-- START INPUT FOR THIS TASK --
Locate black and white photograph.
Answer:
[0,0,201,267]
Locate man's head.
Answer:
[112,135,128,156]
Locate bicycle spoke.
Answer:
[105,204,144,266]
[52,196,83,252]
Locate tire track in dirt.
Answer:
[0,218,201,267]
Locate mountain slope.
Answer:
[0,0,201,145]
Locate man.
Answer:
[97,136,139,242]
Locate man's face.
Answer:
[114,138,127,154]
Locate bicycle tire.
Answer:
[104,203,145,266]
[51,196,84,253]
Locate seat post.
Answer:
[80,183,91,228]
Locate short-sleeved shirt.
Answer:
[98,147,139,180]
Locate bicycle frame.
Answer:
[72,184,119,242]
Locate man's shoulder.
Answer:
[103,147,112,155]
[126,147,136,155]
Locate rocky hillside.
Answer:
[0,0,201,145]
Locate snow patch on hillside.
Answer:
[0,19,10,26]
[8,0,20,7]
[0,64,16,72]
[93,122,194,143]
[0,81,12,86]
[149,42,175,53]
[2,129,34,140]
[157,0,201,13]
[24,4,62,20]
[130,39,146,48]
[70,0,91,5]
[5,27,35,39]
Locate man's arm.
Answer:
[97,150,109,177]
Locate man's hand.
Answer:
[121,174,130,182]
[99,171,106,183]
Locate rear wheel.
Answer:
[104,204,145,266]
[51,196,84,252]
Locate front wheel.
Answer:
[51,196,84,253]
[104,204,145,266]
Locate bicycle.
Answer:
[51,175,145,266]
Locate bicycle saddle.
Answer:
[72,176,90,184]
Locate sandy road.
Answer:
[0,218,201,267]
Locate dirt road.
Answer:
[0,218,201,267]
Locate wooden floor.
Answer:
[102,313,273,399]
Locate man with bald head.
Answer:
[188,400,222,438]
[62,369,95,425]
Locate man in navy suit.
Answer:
-- END INPUT FOR THIS TASK --
TASK REQUIREMENTS:
Arrange every line of the listing above as a numbered list, omitting any blank lines.

SOLUTION TO THIS PROBLEM:
1. Locate black and white photograph.
2. Answer:
3. [0,0,201,267]
4. Locate man's head.
5. Answer:
6. [112,135,128,156]
7. Locate bicycle spoke.
8. Answer:
9. [105,204,144,266]
10. [52,196,83,252]
11. Locate tire track in dirt.
12. Answer:
13. [0,218,201,267]
14. Locate mountain slope.
15. Answer:
16. [0,0,201,145]
17. Locate man.
18. Answer:
19. [97,136,139,242]
20. Locate man's face.
21. Answer:
22. [114,138,127,154]
23. Locate bicycle tire.
24. Answer:
25. [104,203,145,266]
26. [51,196,84,253]
27. Locate seat post.
28. Answer:
29. [80,183,91,228]
30. Locate short-sleeved shirt.
31. Answer:
32. [98,147,139,180]
33. Locate bicycle frame.
34. Answer:
35. [72,184,119,242]
36. Locate man's shoulder.
37. Answer:
38. [103,147,112,155]
39. [126,147,136,155]
40. Locate rocky hillside.
41. Answer:
42. [0,0,201,145]
43. Locate snow patch on hillside.
44. Answer:
45. [0,19,10,26]
46. [8,0,20,7]
47. [0,64,16,72]
48. [93,122,194,143]
49. [0,81,12,86]
50. [149,42,175,53]
51. [2,129,34,140]
52. [157,0,201,13]
53. [24,4,62,20]
54. [130,39,146,48]
55. [70,0,91,5]
56. [5,27,35,39]
57. Locate man's arm.
58. Answer:
59. [97,150,109,177]
60. Locate man's hand.
61. Answer:
62. [121,174,130,182]
63. [99,171,106,183]
64. Locate rear wheel.
65. Answer:
66. [104,204,145,266]
67. [51,196,84,252]
68. Locate front wheel.
69. Answer:
70. [51,196,84,253]
71. [104,204,145,266]
72. Locate bicycle.
73. Answer:
74. [51,175,145,266]
75. Locate bicycle saddle.
76. Answer:
77. [72,176,90,184]
78. Locate sandy road.
79. Answer:
80. [0,218,201,267]
81. Locate dirt road.
82. Answer:
83. [0,218,201,267]
84. Locate wooden floor.
85. Answer:
86. [102,313,273,399]
87. Locate man with bald head.
88. Answer:
89. [188,400,222,438]
90. [62,369,95,425]
91. Locate man in navy suit.
92. Answer:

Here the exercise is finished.